If server crashes, this picks up where we left off, so don't have to rerun scoring.

In [None]:
scored_scene_list = os.listdir(output_path)
scored_scene_list.sort()
if len(scored_scene_list) > 0:
    last_scored_scene = ('-').join(scored_scene_list[-1].split('.')[0].split('-')[8:10])
    last_ind = scene_ids.index(last_scored_scene)
    # Repeat the last scene, in case didn't fully finish
    scene_ids = scene_ids[last_ind:]

In [None]:
print(len(scene_ids))

### Temporary code to score specific scenes

## Loop over Scenes, Create Chips, and Score

For each scene:

* Get catalog of Sentinel-2 scenes between May and August of specified year that intersect with deployment region
* Read in scenes to create image chips
* Read in QA?
* Clip to deployment region
* Score models
* Write scores out to file

In [None]:
# Delete temporary output paths for geotiffs and pngs and all files if they exist
if os.path.exists('geotiffs'):
    shutil.rmtree('geotiffs')
if os.path.exists('pngs'):
    shutil.rmtree('pngs')

In [None]:
# Loop over all scenes to score:
for scene_id in scene_ids:
    
    # Time tracking:
    stime = time.time()
    
    # Clean up output
    clear_output(wait=True)
    
    # Feedback on progress
    print('Scoring Scene '+scene_id+' ('+str(scene_ids.index(scene_id)+1)+'/'+str(len(scene_ids))+')...')
    
    # Step 1: initilization of scene's deployment region
    #         (intersection of scene extent and deployment region)
    print('.....Computing intersection of scene with deployment region'+'...')
    scene_full_gdf = s2_scene_gdf[s2_scene_gdf.grid_id == scene_id]
    
    # Scale scene extent down a bit to avoid scoring the edges only
    scene_scaled_gdf = gpd.GeoDataFrame(geometry=scene_full_gdf.scale(scale_size, scale_size),
                                        crs='EPSG:4326')
    deployment_region_n_gdf = calc_scene_deployment_region(scene_scaled_gdf, 
                                                           macro_deployment_gdf)
    deployment_region_n_gdf = deployment_region_n_gdf[deployment_region_n_gdf.geometry.is_valid]
    
    # To keep track of number of chips scored for each scene
    tot_chp_scored = 0
    
    # Proceed if deployment region is not empty:
    if len(deployment_region_n_gdf) > 0:
    
        # Step 2: Find all scenes from May - August of specified year for specified
        #         scene_id; no limit on maximum cloud coverage
        print('.....Finding all scenes from May - August '+year+'...')
        site_cat_all = eod_read_catalog(deployment_region_n_gdf, scene_id, year, max_cc=100)
        scene_cnt = len(site_cat_all)
    
        # Proceed to next step if query returns results
        if scene_cnt > 0:
        
            # Loop over all returned scenes, in ascending order of cloud coverage
            scene_grp = list(range(0, scene_cnt))
            for n in scene_grp:
            
                # Feedback on progress
                print('.....Creating chips for group '+str(n+1)+'...')
    
                # Step 3: get scene with (n+1)th least cloud coverage
                #         and create chips
                site_cat = site_cat_all.iloc[[n]]
                site_cat = gpd.sjoin(deployment_region_n_gdf, site_cat)

Listing:

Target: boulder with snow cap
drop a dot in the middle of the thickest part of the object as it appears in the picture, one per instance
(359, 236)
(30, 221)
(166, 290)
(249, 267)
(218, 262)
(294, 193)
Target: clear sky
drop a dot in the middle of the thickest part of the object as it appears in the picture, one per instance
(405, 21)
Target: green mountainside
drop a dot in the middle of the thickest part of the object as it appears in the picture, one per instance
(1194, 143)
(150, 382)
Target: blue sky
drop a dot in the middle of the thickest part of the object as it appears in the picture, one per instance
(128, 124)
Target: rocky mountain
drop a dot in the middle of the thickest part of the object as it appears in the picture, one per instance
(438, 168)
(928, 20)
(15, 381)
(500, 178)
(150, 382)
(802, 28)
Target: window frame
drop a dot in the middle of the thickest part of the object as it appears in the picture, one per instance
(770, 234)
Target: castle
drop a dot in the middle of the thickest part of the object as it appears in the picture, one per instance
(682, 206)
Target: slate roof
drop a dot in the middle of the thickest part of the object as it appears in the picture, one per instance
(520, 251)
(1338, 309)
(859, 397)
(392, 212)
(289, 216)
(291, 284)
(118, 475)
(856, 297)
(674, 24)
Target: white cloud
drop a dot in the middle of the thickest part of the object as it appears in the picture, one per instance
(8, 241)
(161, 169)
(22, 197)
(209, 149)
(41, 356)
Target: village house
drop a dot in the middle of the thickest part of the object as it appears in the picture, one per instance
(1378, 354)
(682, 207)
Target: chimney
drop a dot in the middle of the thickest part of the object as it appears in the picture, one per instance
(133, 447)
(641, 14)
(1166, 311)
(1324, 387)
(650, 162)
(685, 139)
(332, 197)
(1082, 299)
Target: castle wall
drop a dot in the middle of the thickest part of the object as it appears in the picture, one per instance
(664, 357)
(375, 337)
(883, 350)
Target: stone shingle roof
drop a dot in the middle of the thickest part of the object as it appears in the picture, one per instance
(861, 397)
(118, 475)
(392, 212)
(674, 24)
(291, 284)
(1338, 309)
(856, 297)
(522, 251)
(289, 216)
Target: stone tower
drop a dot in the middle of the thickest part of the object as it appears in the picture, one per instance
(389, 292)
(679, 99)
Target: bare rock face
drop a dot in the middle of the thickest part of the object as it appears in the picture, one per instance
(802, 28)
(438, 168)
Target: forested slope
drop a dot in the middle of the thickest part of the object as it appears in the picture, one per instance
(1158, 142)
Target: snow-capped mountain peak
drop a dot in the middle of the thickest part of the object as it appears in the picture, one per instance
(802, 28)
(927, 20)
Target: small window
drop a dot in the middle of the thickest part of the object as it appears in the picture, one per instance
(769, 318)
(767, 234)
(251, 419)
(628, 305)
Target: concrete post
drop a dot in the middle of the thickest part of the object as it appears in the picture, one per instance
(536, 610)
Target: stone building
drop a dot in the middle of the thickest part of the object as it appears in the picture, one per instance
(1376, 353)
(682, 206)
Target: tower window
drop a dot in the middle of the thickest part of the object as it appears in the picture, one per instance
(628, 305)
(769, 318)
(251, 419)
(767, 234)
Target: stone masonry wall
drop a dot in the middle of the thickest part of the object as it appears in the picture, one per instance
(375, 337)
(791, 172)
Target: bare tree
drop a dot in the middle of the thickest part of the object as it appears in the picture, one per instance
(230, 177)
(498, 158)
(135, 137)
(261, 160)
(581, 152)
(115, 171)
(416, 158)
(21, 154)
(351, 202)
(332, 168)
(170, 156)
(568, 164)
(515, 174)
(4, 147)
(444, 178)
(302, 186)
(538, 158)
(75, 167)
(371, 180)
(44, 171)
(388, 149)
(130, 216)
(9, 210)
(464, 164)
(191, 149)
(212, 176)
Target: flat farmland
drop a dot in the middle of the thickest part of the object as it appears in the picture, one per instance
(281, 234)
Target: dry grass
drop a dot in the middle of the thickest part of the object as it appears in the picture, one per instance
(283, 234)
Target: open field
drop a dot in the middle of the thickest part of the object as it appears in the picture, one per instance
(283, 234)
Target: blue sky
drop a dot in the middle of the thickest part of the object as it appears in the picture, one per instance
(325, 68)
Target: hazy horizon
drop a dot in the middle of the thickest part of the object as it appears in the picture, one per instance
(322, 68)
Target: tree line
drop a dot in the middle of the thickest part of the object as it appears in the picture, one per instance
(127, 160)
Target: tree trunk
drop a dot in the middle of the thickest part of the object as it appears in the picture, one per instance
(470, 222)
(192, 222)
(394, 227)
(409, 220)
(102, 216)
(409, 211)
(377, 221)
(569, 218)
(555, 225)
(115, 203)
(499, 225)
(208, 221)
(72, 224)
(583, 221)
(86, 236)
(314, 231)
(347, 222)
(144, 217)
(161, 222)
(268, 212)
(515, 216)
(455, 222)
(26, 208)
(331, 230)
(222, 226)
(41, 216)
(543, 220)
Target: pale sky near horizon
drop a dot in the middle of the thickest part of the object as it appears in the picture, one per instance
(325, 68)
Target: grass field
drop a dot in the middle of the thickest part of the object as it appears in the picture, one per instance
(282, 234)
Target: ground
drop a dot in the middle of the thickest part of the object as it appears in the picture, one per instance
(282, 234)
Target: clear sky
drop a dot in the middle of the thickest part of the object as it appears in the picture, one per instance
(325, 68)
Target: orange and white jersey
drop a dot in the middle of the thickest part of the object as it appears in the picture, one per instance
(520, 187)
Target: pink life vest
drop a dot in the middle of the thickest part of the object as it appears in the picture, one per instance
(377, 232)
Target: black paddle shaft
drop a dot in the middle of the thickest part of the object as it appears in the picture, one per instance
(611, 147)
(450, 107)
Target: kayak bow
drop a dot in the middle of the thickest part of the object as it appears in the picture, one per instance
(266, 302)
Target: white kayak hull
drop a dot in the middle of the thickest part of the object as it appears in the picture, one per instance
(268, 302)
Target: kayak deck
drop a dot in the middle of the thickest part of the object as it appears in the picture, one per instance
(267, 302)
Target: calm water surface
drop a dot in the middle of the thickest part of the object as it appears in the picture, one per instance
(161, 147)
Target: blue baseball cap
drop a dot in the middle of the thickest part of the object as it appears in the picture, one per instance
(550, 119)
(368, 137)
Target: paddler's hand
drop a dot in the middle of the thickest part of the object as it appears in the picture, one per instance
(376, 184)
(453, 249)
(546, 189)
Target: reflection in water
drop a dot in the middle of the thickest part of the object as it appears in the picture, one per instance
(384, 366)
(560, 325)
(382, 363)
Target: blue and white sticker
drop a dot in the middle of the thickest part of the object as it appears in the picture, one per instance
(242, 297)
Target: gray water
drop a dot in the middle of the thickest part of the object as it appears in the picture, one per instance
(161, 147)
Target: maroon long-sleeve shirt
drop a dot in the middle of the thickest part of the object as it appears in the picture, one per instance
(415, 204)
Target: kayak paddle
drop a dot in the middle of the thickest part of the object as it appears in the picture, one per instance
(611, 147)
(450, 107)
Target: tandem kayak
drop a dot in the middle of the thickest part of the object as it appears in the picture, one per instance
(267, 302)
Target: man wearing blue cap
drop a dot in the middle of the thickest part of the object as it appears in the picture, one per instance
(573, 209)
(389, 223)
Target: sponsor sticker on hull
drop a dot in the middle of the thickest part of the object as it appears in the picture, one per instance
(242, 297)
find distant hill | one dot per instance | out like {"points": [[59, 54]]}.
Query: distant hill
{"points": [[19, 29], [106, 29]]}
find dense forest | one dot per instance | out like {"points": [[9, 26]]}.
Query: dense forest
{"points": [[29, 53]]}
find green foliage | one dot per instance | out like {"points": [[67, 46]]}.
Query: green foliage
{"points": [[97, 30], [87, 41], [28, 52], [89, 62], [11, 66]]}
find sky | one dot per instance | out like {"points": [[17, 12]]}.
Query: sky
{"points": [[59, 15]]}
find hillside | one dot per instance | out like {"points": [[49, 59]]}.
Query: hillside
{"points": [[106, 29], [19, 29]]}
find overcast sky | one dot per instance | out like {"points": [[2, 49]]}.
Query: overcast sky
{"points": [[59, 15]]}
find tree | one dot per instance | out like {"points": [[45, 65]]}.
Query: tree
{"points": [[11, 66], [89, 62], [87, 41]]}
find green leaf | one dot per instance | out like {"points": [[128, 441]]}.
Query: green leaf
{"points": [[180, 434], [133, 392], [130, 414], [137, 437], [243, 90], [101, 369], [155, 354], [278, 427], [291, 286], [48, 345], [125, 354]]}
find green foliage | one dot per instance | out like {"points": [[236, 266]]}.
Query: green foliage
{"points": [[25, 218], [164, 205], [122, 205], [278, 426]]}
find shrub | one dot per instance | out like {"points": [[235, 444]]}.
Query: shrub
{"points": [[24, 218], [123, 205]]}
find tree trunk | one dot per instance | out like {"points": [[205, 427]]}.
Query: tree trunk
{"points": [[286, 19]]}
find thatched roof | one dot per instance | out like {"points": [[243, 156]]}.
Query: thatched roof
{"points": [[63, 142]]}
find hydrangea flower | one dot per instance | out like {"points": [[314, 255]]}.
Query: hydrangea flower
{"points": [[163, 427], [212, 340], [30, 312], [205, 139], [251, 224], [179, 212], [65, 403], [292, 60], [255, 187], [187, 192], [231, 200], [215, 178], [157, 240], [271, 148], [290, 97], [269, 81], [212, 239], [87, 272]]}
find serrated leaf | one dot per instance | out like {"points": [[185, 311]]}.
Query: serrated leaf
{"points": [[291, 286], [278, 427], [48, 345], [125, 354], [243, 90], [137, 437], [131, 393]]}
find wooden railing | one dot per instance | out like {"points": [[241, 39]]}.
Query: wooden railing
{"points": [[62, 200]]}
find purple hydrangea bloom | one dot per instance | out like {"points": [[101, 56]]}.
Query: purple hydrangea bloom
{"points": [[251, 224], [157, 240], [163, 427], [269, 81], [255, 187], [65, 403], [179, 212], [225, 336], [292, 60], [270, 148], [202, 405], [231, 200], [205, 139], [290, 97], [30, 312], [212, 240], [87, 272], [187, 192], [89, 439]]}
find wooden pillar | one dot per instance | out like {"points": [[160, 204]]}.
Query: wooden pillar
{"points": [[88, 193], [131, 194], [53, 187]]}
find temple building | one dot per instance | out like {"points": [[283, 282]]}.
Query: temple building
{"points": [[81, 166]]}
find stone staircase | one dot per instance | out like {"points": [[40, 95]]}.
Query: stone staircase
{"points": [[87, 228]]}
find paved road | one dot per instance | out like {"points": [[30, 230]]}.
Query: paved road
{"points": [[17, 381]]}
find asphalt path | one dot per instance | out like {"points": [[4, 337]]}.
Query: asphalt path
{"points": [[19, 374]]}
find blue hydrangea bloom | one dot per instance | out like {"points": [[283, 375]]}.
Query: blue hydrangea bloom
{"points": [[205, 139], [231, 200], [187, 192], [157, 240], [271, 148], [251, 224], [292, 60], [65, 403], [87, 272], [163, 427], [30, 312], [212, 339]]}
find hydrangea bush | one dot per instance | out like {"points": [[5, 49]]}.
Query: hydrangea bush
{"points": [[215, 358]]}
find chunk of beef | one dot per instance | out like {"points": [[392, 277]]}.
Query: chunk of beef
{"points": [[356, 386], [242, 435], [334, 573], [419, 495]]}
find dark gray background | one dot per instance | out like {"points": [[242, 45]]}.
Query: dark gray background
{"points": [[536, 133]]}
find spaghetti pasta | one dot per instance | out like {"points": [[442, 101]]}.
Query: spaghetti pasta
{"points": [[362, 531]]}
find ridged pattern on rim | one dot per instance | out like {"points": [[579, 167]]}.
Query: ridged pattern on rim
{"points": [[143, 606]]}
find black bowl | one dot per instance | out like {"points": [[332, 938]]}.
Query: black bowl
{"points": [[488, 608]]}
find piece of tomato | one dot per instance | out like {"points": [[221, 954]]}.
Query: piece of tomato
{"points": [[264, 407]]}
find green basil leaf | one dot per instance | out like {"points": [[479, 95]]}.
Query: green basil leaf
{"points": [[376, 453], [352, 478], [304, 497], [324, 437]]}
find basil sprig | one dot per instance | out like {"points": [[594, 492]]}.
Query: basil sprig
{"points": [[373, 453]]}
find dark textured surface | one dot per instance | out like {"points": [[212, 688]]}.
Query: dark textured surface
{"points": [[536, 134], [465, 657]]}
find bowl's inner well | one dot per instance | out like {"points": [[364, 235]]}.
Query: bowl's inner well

Exercises to complete:
1/ Could you reproduce the passage of the Sentinel-2 scene-scoring notebook starting at "# Proceed if" and ending at "scene_grp = list(range(0, scene_cnt))"?
2/ Can you carry the Sentinel-2 scene-scoring notebook forward from the point where it stops?

Answers in order:
1/
# Proceed if deployment region is not empty:
    if len(deployment_region_n_gdf) > 0:
    
        # Step 2: Find all scenes from May - August of specified year for specified
        #         scene_id; no limit on maximum cloud coverage
        print('.....Finding all scenes from May - August '+year+'...')
        site_cat_all = eod_read_catalog(deployment_region_n_gdf, scene_id, year, max_cc=100)
        scene_cnt = len(site_cat_all)
    
        # Proceed to next step if query returns results
        if scene_cnt > 0:
        
            # Loop over all returned scenes, in ascending order of cloud coverage
            scene_grp = list(range(0, scene_cnt))

2/
                if len(site_cat) > 0:
                    site_chips = create_chips(site_cat, chip_size=chip_size)
                    isNotEmptyRF = len(site_chips.head(1))
                else:
                    isNotEmptyRF = 0
    
                # Proceed to next step if able to create chips
                if isNotEmptyRF == 1:
                
                    # Feedback on progress
                    print('.....Creating geotiffs and pngs for group '+str(n+1)+'...')
                
                    # Step 4: create pngs to score
                    png_from_rf(site_chips)
        
                    # Proceed to next step if pngs successfully created
                    if len(glob.glob('pngs/all/*.png')) > 0:
                    
                        # Feed back on progress
                        print('.....Scoring model for group '+str(n+1)+'...')
                    
                        # Step 5: score model and join to RasterFrame to create output
                        deployment_scores_pdf = score_pngs('pngs')
                        output_gdf = join_chip_scores(site_chips, deployment_scores_pdf, year, n+1)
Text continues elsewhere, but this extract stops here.